--- PROBLEM TO SOLVE ---
Pictures are to be left out, but please repeat each record exactly.

--- DATASET RECORDS ---
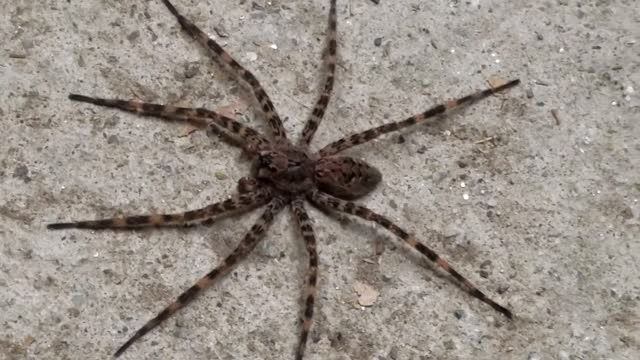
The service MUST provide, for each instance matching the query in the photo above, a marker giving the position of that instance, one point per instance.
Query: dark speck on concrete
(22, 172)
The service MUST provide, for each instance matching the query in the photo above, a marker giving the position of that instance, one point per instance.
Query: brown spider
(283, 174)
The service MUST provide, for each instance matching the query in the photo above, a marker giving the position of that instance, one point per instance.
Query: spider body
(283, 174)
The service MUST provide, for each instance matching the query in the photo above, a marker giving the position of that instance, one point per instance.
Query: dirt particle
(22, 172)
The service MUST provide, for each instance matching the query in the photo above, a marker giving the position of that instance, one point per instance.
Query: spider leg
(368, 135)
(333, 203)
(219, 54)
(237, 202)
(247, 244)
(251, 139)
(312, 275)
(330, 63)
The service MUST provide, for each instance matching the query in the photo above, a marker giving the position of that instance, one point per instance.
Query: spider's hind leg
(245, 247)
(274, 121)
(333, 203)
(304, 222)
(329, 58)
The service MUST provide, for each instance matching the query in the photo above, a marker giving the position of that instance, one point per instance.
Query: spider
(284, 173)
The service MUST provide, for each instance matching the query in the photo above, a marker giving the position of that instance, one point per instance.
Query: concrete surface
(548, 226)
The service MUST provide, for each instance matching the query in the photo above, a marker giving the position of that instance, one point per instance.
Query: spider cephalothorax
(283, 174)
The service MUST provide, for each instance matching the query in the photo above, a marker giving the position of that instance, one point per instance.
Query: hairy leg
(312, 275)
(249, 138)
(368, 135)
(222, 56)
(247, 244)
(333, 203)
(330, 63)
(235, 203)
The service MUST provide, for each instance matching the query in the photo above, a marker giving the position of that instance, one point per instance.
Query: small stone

--- RESULT OF THIS EXERCISE ---
The service MUST provide, for each instance matching the query in the photo above, a marker giving the position of that instance, one point per instance.
Query: dark speck on concrete
(22, 172)
The service MUST provide, for each instance matching the query in the photo above, a marker giving the position of that instance, one point per instance.
Query: brown spider
(283, 174)
The service MUST provide, for each instance matching the query in the photo above, a marker giving the position of that instance, one point per instance.
Query: spider body
(283, 174)
The service MUST provide, for each instance matching the query in the photo above, a marker giving the position of that instance, one point per instance.
Query: dirt particle
(22, 172)
The service MUST provide, for each instance matching the query in the photo above, a marker giving the position of that instance, one point per instance.
Query: spider leg
(368, 135)
(333, 203)
(219, 54)
(237, 202)
(247, 244)
(251, 139)
(312, 275)
(330, 63)
The service MUST provide, for each instance matching the query in the photo above, a marker giving the position of that instance, one point per instance.
Query: spider's hind leg
(245, 247)
(274, 121)
(333, 203)
(304, 222)
(329, 58)
The service MUST provide, for each instance matching the query in the photo above, a marker giving the position of that instance, one point per instance.
Query: spider
(284, 173)
The service MUST provide, for each instance matching the query in the photo above, a marker giving the position of that instance, one point per instance.
Query: concrete surface
(548, 226)
The service MUST provide, for each instance matching the query in the photo above, a marker giving the position of that instance, one point per instance.
Query: spider cephalothorax
(283, 174)
The service MUST provide, for each instance matching the query in the photo above, a marker giving the position of that instance, one point per instance.
Query: hairy leg
(312, 275)
(249, 138)
(368, 135)
(222, 56)
(247, 244)
(333, 203)
(330, 63)
(235, 203)
The service MUST provide, for each instance matching the query in the photo above, a marker giving the position of that instance, one point per instance.
Query: small stone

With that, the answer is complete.